— begin Data for processing —
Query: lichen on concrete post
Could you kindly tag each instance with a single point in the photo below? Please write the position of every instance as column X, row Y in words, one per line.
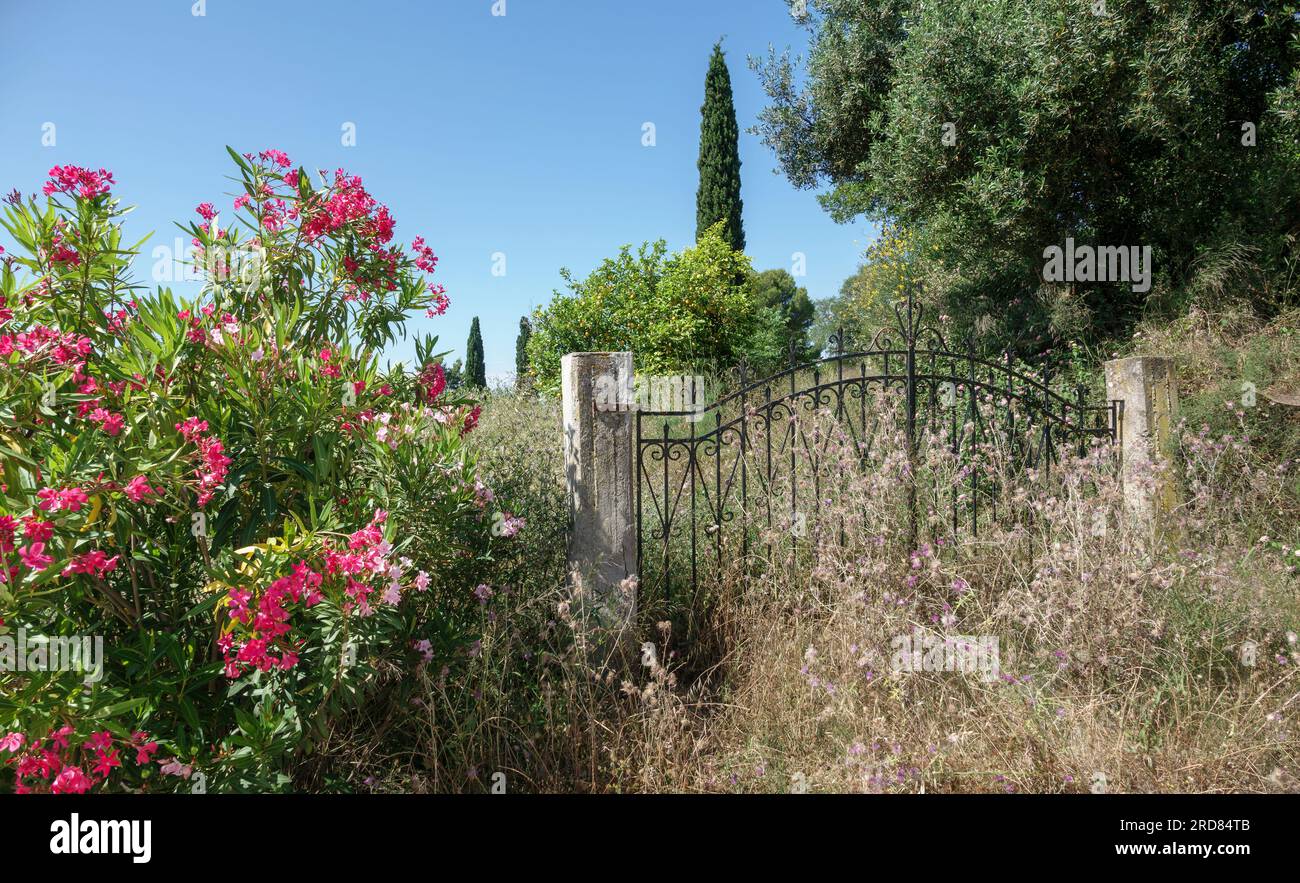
column 599, row 458
column 1148, row 388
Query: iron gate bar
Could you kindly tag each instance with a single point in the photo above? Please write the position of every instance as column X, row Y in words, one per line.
column 1056, row 414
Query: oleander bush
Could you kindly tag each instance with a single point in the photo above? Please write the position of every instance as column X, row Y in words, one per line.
column 268, row 531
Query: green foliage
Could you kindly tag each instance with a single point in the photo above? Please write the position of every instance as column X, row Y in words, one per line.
column 687, row 312
column 219, row 446
column 476, row 375
column 1122, row 129
column 525, row 330
column 776, row 289
column 718, row 198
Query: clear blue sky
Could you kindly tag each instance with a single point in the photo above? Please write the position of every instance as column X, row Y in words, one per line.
column 518, row 134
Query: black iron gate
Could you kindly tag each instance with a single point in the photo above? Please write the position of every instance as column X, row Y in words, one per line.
column 697, row 467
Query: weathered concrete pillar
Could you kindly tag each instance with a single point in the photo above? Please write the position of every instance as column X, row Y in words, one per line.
column 598, row 463
column 1148, row 386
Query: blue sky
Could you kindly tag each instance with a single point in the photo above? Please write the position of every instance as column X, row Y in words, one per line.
column 519, row 134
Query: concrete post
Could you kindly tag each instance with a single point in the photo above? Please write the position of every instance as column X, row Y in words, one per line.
column 598, row 462
column 1148, row 386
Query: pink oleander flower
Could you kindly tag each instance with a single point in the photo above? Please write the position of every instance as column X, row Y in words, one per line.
column 105, row 761
column 72, row 780
column 95, row 562
column 76, row 181
column 138, row 489
column 37, row 529
column 108, row 421
column 34, row 557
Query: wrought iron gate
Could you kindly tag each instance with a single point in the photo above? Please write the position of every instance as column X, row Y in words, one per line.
column 694, row 467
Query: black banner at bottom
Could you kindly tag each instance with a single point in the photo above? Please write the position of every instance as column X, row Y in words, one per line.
column 161, row 834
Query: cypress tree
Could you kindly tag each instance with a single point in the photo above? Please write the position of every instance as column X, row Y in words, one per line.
column 718, row 198
column 476, row 375
column 525, row 330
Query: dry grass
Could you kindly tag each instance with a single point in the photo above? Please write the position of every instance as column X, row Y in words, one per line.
column 1122, row 661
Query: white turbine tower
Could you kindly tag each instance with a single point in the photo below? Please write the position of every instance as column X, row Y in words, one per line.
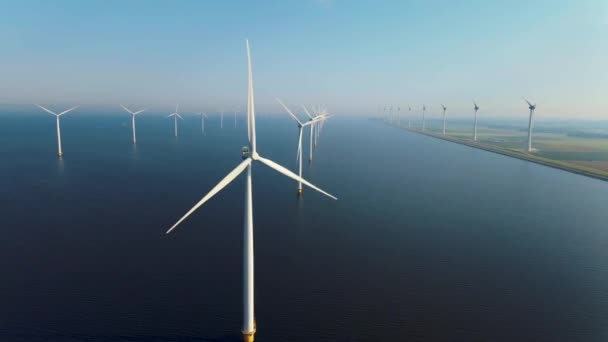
column 133, row 114
column 175, row 116
column 203, row 117
column 59, row 152
column 423, row 111
column 409, row 117
column 476, row 108
column 444, row 109
column 398, row 116
column 532, row 107
column 250, row 155
column 300, row 129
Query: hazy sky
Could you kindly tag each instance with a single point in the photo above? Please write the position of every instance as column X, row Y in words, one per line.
column 350, row 55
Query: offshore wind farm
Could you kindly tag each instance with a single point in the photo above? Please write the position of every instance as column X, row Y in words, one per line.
column 296, row 171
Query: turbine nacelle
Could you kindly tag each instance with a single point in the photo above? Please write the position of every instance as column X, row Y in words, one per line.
column 531, row 106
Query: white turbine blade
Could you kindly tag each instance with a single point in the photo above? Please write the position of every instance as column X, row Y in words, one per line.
column 291, row 175
column 288, row 111
column 306, row 111
column 299, row 144
column 47, row 110
column 251, row 109
column 222, row 184
column 66, row 111
column 127, row 109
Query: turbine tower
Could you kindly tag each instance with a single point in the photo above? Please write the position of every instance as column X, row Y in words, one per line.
column 423, row 111
column 409, row 117
column 398, row 116
column 175, row 116
column 444, row 109
column 59, row 152
column 203, row 117
column 300, row 129
column 133, row 114
column 532, row 107
column 476, row 108
column 250, row 155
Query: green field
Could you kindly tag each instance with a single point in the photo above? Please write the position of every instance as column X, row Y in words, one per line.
column 561, row 149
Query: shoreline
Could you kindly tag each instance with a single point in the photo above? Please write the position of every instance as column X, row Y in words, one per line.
column 580, row 170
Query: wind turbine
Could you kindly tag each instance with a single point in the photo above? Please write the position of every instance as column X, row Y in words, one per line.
column 300, row 129
column 444, row 109
column 398, row 116
column 423, row 111
column 409, row 117
column 203, row 117
column 133, row 114
column 250, row 155
column 59, row 152
column 476, row 108
column 175, row 116
column 532, row 107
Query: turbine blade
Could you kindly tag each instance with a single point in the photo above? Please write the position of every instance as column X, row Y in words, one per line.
column 288, row 111
column 67, row 111
column 222, row 184
column 299, row 144
column 291, row 175
column 47, row 110
column 127, row 109
column 306, row 111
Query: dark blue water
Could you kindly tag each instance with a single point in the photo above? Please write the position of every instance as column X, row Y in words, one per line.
column 429, row 240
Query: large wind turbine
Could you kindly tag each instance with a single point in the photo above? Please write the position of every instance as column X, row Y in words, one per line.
column 133, row 114
column 59, row 152
column 409, row 117
column 250, row 155
column 532, row 107
column 444, row 109
column 476, row 108
column 300, row 129
column 175, row 116
column 203, row 117
column 423, row 111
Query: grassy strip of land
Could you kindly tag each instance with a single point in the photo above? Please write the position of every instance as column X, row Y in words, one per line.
column 578, row 169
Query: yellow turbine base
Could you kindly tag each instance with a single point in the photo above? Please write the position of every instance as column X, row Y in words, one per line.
column 248, row 337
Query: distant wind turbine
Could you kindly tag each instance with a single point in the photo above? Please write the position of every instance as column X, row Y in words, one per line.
column 476, row 108
column 409, row 117
column 175, row 116
column 300, row 129
column 532, row 107
column 250, row 155
column 203, row 117
column 59, row 152
column 423, row 111
column 133, row 114
column 444, row 109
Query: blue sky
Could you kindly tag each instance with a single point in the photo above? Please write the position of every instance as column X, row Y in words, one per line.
column 349, row 55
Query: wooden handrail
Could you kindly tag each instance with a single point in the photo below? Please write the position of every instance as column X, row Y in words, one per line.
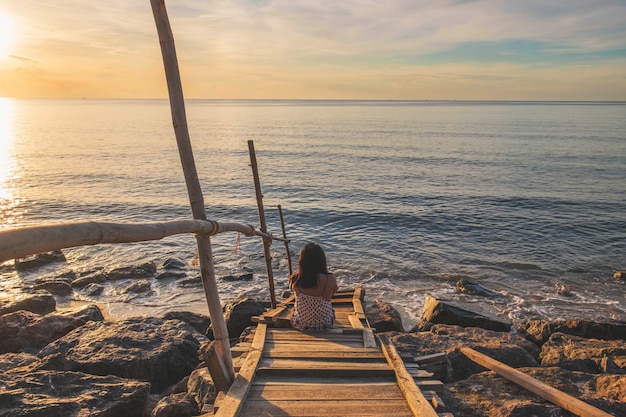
— end Data for processing —
▸ **Prompt**:
Render the part of the rows above that opens with the line containing "Query: black banner at bottom" and closes with the line containing "column 1122, row 661" as a numbered list, leaving out blank lines.

▸ **Answer to the exercise**:
1. Query: black banner at bottom
2. Could you kindly tag each instance with a single point in the photo above? Please write the position of every instance as column X, row Y in words, one per line.
3. column 161, row 834
4. Query: cypress tree
5. Could you kindly tag each instance with a single point in the photo above? Please write the position of every instance as column X, row Y in words, one per line.
6. column 718, row 198
7. column 476, row 375
8. column 525, row 330
9. Query: dry grass
10. Could you kindly tag each instance with a single point in the photo above? Please write the position of every instance as column X, row Y in words, one per line.
11. column 1122, row 661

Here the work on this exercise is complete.